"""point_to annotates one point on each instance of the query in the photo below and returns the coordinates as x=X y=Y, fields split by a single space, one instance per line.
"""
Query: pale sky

--

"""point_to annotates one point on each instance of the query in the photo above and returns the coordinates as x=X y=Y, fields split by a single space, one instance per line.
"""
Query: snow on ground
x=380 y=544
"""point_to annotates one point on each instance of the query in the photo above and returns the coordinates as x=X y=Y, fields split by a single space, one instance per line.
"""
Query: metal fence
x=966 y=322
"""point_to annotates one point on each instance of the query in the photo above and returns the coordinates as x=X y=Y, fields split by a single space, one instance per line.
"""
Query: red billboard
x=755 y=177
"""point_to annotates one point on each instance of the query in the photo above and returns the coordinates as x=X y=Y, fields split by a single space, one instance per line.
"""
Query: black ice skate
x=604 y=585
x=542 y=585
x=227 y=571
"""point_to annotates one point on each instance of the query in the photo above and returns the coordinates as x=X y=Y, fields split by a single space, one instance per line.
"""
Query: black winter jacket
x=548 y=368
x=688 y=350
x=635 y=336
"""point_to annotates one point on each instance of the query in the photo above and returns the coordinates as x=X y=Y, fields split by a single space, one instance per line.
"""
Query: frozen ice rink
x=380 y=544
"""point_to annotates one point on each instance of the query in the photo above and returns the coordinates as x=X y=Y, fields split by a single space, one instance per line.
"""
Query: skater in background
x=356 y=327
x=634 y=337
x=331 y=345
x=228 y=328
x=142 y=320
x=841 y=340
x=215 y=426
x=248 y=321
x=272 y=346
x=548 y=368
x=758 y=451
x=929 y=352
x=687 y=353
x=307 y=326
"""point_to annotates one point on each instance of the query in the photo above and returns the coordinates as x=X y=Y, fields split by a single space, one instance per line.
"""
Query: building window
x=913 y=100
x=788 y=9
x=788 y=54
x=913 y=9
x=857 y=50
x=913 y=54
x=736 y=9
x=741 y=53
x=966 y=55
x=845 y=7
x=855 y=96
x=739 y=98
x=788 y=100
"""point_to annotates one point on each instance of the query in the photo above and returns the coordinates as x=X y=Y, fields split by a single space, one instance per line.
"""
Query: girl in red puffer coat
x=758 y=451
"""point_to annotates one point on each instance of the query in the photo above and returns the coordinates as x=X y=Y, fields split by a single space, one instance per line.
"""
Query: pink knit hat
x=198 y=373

Work required: Reproduce the lines above, beginning at the line with "the photo below" and stopping after the line with "Query: pale sky", exactly as they are.

Task output:
"""point_to annotates one point on each instance of the query in the photo below and returns the coordinates as x=X y=Y, fields split by a single space, one instance per line.
"""
Query: pale sky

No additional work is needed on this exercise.